___ Record excerpts

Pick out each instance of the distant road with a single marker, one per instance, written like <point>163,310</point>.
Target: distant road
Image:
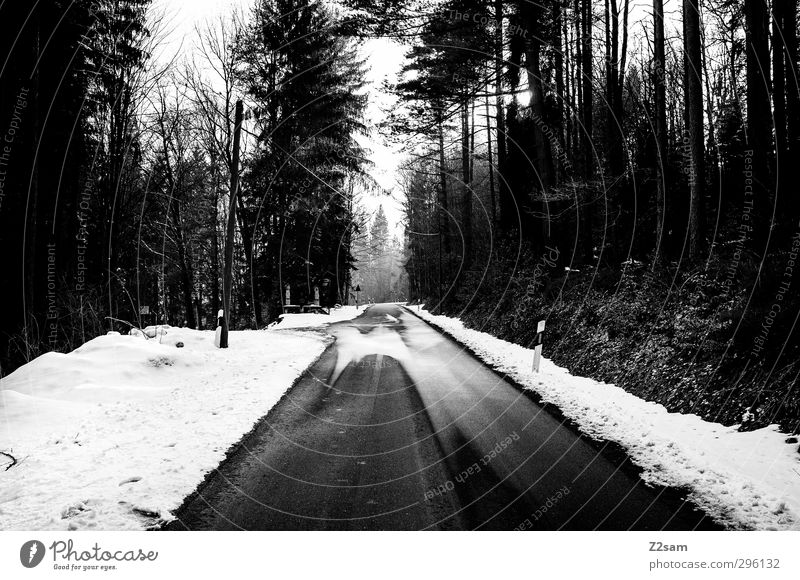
<point>397,427</point>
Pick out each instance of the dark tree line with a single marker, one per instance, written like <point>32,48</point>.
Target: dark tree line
<point>116,167</point>
<point>654,157</point>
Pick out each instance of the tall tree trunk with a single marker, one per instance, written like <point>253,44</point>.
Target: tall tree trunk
<point>759,126</point>
<point>659,82</point>
<point>560,90</point>
<point>466,199</point>
<point>544,156</point>
<point>586,114</point>
<point>442,209</point>
<point>508,211</point>
<point>792,74</point>
<point>693,66</point>
<point>492,199</point>
<point>785,100</point>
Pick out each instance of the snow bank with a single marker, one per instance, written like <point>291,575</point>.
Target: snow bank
<point>748,480</point>
<point>116,433</point>
<point>317,320</point>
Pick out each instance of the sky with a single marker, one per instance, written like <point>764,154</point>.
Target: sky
<point>383,59</point>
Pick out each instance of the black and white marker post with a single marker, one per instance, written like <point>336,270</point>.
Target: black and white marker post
<point>537,349</point>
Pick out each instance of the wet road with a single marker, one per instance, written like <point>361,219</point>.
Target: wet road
<point>397,427</point>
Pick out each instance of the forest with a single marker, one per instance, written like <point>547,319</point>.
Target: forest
<point>117,167</point>
<point>624,171</point>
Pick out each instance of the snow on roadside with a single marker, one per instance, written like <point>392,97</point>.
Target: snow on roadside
<point>745,480</point>
<point>116,433</point>
<point>309,320</point>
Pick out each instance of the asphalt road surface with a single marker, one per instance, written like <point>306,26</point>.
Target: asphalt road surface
<point>397,427</point>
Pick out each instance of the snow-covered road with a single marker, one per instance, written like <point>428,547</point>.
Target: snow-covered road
<point>115,434</point>
<point>746,480</point>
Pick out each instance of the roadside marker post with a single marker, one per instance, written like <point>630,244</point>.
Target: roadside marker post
<point>537,350</point>
<point>220,322</point>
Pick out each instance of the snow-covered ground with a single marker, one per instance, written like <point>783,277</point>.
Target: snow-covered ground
<point>116,433</point>
<point>317,320</point>
<point>747,480</point>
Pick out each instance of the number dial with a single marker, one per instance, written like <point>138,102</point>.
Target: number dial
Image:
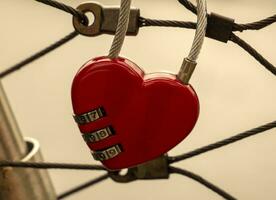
<point>150,114</point>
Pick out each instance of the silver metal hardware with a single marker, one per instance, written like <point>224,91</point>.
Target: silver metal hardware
<point>107,154</point>
<point>186,71</point>
<point>90,116</point>
<point>105,20</point>
<point>97,135</point>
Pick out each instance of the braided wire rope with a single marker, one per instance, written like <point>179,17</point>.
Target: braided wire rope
<point>151,22</point>
<point>121,29</point>
<point>200,30</point>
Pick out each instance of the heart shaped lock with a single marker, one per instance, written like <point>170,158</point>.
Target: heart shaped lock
<point>128,117</point>
<point>135,117</point>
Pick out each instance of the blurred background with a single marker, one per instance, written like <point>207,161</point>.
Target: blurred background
<point>235,91</point>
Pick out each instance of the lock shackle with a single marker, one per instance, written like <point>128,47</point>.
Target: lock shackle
<point>189,63</point>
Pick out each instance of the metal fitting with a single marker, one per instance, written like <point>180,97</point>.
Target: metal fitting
<point>186,71</point>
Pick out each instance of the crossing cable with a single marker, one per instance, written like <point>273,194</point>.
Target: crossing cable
<point>144,22</point>
<point>223,142</point>
<point>150,22</point>
<point>46,165</point>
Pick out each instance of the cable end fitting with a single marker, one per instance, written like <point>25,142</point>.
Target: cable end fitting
<point>219,27</point>
<point>186,71</point>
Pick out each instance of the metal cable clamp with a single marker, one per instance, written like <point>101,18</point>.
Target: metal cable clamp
<point>105,20</point>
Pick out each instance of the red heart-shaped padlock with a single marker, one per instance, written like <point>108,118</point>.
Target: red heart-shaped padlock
<point>127,117</point>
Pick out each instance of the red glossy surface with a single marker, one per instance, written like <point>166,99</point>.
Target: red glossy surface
<point>149,113</point>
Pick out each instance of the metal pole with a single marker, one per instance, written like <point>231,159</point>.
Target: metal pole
<point>20,184</point>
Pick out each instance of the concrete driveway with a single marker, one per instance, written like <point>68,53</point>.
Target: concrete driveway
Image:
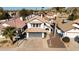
<point>32,43</point>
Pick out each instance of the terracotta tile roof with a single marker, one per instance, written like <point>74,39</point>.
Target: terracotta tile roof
<point>76,21</point>
<point>36,30</point>
<point>56,43</point>
<point>18,23</point>
<point>39,18</point>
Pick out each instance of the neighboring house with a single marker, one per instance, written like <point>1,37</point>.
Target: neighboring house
<point>38,27</point>
<point>70,29</point>
<point>14,22</point>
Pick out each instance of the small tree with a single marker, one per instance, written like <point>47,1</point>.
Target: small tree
<point>76,39</point>
<point>66,40</point>
<point>9,32</point>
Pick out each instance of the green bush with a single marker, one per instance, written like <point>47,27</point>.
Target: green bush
<point>66,39</point>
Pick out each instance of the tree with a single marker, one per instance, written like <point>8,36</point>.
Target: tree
<point>23,13</point>
<point>76,39</point>
<point>9,32</point>
<point>66,39</point>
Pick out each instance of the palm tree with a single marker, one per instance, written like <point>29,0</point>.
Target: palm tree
<point>9,32</point>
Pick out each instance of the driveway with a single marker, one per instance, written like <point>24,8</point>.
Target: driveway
<point>32,43</point>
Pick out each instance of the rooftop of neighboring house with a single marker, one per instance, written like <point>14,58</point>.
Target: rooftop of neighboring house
<point>14,22</point>
<point>69,25</point>
<point>35,30</point>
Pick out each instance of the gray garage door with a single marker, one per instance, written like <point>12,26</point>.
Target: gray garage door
<point>35,34</point>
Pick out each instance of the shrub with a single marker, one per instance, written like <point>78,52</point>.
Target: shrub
<point>76,39</point>
<point>66,39</point>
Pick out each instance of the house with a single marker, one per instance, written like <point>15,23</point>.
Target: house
<point>38,27</point>
<point>14,22</point>
<point>70,29</point>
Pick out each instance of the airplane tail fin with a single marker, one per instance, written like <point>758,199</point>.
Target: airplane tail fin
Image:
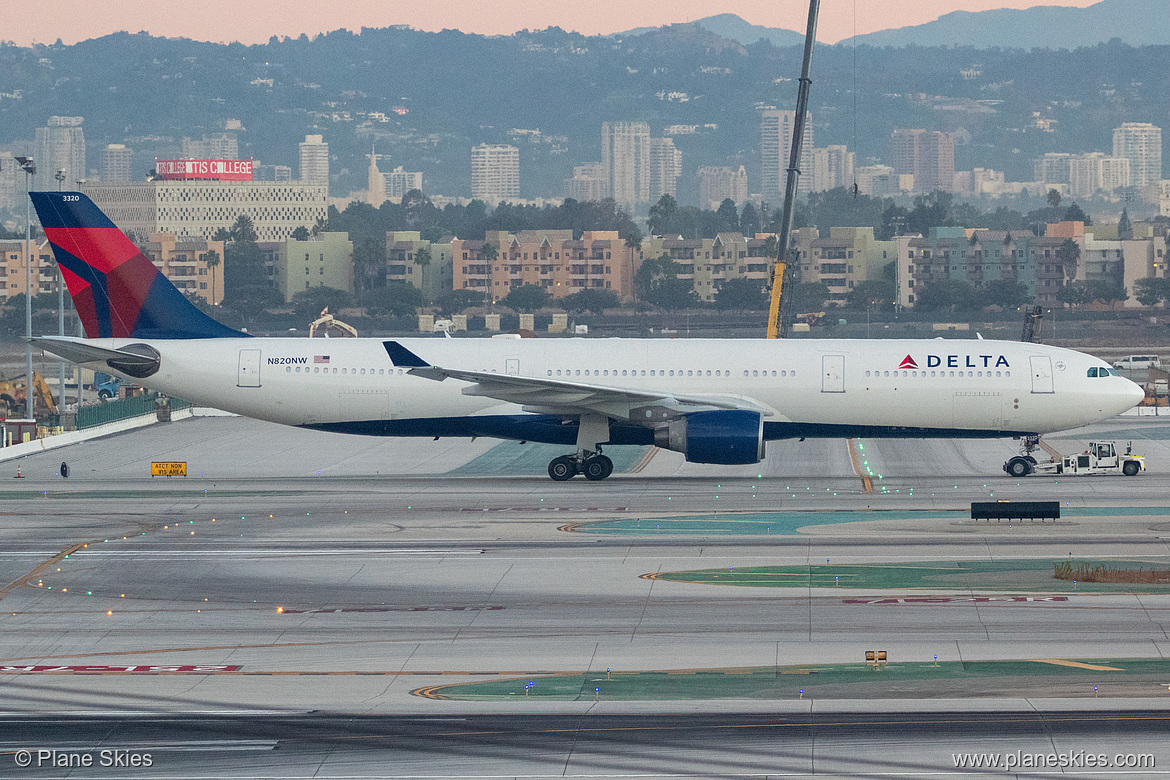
<point>117,290</point>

______

Work instructions —
Write out again the lines starting with the one containing "Pick out each instance of the lock" and going on through the one containing "<point>46,165</point>", requests included. Multiply each point coordinate in the answers by 2.2 and round it to a whole number, with halves rounded up. Leave the requests and their sample points unchanged.

Correct response —
Pick out each instance of the lock shackle with a single marker, one per instance, written like <point>128,47</point>.
Target: lock shackle
<point>416,139</point>
Pick out each instance of the metal fitting with a single marker, one per instance, written like <point>180,97</point>.
Target: metal fitting
<point>409,156</point>
Pick out each instance of the crossing cable with a single marker, one per instance, written like <point>273,194</point>.
Target: crossing cable
<point>317,48</point>
<point>491,312</point>
<point>330,48</point>
<point>101,363</point>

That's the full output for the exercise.